**PAGE**.

8. **Steward the long term.** Protect reserves, fund the pension, maintain the
   infrastructure and the staff so the next council inherits a working city.

## Common Tradeoffs

- **Responsiveness vs. professionalism.** Doing what the council demands this week
  versus what sound administration requires; the manager owes candid pushback, not
  refusal.
- **Service levels vs. fiscal sustainability.** More services now versus solvency
  later; the budget forces the choice.
- **Reserves vs. visible spending.** Building the rainy-day fund looks like
  hoarding until the rainy day; spending it down buys popularity and risk.
- **Loyalty to the council vs. duty to residents and law.** Implementing a
  direction that's lawful but unwise versus the line where it becomes unlawful or
  unethical.
- **Centralized control vs. departmental autonomy.** Micromanaging directors
  versus holding them accountable for results.

## Rules of Thumb

- Stay out of the politics and you'll survive the politics.
- Give bad news early; the budget surprise in March should have been a warning in
  January.
- Never let the council be surprised in public; brief before the meeting.
- Fund the boring maintenance; the failed water main costs ten times the patch.
- Don't plug recurring costs with one-time money.

**STORED ROWS**.
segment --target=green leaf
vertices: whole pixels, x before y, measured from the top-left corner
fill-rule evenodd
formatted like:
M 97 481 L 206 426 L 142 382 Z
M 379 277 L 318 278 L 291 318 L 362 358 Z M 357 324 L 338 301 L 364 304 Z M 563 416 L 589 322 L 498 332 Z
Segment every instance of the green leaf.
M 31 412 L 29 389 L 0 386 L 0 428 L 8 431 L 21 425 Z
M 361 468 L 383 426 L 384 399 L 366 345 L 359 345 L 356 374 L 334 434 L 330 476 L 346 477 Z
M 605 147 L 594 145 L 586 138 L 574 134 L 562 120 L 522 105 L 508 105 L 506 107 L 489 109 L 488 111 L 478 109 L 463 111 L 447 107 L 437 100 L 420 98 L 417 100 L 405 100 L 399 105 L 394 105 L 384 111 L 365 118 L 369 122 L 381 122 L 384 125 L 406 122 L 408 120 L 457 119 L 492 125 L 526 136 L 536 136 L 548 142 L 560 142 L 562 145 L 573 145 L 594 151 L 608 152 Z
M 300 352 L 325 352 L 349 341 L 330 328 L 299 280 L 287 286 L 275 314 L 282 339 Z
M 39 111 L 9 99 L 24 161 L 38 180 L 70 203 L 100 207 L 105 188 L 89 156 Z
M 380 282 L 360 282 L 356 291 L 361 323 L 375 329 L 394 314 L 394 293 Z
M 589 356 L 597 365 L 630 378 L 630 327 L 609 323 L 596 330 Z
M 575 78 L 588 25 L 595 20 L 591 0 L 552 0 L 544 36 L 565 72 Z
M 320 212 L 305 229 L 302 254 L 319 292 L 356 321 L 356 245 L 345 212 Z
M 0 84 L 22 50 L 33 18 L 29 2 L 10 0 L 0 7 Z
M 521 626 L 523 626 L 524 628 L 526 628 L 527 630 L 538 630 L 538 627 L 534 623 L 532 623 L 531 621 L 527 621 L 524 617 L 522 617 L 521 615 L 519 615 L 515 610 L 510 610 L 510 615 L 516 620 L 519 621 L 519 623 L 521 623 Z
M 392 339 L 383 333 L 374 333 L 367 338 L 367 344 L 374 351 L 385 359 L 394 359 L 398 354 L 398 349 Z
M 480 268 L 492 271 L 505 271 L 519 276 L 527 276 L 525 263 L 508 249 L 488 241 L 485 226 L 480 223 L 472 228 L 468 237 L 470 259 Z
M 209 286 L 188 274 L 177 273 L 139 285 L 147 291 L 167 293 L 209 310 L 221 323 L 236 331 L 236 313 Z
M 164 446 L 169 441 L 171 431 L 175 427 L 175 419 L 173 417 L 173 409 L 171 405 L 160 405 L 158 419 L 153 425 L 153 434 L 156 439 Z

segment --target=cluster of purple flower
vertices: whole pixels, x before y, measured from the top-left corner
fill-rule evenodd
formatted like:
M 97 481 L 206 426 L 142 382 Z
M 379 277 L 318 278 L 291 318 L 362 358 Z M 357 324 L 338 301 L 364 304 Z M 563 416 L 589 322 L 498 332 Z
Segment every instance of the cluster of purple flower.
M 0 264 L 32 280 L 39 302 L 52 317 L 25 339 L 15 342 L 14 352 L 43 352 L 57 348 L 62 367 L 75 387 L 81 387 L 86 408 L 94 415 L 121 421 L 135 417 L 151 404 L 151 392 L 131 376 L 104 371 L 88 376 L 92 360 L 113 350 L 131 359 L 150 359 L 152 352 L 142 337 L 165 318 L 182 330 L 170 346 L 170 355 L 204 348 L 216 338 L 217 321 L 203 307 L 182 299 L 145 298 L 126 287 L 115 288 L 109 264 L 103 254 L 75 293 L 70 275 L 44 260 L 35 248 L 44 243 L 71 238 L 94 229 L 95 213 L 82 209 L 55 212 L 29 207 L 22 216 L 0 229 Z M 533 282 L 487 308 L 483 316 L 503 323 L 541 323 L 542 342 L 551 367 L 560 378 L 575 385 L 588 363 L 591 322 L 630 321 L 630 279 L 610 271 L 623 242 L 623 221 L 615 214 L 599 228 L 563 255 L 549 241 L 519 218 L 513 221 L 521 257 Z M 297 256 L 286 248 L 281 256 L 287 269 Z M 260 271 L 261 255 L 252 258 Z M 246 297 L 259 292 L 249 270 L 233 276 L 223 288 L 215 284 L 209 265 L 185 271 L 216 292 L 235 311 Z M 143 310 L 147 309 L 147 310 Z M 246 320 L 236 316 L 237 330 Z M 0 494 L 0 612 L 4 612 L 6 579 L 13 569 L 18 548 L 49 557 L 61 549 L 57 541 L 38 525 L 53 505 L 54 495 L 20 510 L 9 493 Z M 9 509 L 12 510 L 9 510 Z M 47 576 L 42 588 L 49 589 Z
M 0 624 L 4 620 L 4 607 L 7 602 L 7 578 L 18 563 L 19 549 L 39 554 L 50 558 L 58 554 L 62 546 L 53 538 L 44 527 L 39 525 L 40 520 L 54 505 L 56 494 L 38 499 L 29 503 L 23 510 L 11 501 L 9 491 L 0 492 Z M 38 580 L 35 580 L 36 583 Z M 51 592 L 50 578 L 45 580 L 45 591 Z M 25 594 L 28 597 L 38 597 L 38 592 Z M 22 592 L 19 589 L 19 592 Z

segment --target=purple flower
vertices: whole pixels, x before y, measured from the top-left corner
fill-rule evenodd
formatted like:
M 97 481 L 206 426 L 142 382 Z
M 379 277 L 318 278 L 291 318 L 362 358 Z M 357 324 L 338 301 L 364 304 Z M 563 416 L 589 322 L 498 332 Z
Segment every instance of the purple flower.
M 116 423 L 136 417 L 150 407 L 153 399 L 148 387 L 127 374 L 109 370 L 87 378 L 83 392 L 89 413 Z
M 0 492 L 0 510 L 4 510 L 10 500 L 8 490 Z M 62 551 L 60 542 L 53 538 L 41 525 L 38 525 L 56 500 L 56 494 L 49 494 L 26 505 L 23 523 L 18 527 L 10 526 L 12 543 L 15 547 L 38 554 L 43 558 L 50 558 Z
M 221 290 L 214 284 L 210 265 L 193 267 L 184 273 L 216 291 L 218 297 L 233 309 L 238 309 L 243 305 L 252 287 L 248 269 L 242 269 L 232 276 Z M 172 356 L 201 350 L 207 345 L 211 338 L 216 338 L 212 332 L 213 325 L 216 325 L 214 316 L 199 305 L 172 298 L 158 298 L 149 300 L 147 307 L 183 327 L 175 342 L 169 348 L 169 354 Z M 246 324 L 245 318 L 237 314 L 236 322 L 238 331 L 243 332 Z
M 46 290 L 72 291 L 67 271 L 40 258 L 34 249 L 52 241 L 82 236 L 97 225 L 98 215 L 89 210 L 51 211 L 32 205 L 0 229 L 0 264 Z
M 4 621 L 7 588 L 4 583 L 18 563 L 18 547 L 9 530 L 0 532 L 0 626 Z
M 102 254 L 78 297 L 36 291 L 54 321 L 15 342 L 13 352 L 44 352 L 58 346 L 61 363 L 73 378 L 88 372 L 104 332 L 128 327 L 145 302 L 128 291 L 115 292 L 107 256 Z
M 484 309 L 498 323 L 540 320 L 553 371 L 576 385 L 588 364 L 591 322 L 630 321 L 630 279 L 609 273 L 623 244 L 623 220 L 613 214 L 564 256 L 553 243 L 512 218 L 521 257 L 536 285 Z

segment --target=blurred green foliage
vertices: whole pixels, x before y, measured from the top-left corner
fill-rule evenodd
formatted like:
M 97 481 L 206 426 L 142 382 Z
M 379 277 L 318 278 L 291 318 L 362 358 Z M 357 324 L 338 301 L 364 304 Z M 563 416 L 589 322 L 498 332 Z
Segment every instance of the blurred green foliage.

**TO DO**.
A - Answer these from the city management page:
(i) What should the next council inherit?
(ii) What does the manager owe the council instead of refusal?
(iii) How much more does the failed water main cost than the patch?
B - Retype the stretch of the city management page from "- Never let" through "with one-time money.", keeping every character unchanged.
The entries have nothing to do with the city management page.

**FULL SOLUTIONS**.
A -
(i) A working city.
(ii) Candid pushback.
(iii) Ten times as much.

B -
- Never let the council be surprised in public; brief before the meeting.
- Fund the boring maintenance; the failed water main costs ten times the patch.
- Don't plug recurring costs with one-time money.